======== Material to process

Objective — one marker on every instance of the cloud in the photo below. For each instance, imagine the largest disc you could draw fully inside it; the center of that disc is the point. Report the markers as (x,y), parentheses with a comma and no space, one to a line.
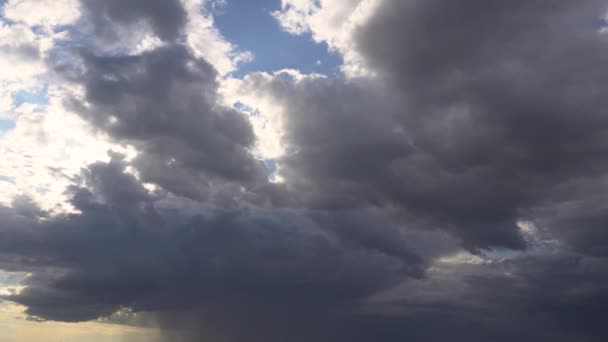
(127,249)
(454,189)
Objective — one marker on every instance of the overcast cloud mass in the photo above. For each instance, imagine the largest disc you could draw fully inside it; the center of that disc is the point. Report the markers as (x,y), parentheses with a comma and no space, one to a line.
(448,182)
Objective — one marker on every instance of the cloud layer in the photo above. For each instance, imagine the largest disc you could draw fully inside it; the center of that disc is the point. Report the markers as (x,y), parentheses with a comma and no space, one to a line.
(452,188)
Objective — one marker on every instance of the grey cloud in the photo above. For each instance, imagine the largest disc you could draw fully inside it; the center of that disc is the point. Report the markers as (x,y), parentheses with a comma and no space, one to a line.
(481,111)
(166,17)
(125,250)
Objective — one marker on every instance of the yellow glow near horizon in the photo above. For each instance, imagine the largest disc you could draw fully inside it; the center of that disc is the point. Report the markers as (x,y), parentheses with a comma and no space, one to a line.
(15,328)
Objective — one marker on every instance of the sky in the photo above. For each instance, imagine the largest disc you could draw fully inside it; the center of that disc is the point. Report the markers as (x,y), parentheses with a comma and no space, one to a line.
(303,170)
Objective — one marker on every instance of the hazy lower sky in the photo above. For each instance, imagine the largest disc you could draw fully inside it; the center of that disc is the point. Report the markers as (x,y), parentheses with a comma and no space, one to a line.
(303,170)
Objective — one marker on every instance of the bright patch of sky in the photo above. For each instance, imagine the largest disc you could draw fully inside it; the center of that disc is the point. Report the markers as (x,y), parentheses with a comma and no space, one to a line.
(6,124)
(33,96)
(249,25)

================
======== Material to process

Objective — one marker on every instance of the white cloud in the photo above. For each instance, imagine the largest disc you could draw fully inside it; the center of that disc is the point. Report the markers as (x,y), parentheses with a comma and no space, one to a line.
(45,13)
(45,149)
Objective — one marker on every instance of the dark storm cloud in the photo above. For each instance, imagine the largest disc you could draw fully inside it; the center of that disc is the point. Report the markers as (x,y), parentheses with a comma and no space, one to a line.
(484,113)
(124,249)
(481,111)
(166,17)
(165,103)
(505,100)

================

* [Exercise details]: Filter the listing down to every line that includes the word "layer", and copy each of those lines without changes.

* [Reply to the exercise]:
Objective — one marker on every instance of the cloud layer in the photo above. For each instance, imagine the largest disc you could draw fully inside it; the center of that disc is the point. Report the markers as (x,y), parentheses with a comma and no space, one to a line.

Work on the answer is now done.